Data for processing below:
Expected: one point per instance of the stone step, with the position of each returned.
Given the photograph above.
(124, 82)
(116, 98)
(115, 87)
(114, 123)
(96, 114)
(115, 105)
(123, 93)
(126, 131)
End of Data for processing.
▶ **Task statement**: Give an exact transcription of the data shown above.

▶ **Task result**:
Expected: one point per instance of the stone step, with the position of each returned.
Given the photograph above.
(124, 82)
(116, 98)
(115, 87)
(114, 123)
(96, 114)
(115, 105)
(123, 93)
(126, 131)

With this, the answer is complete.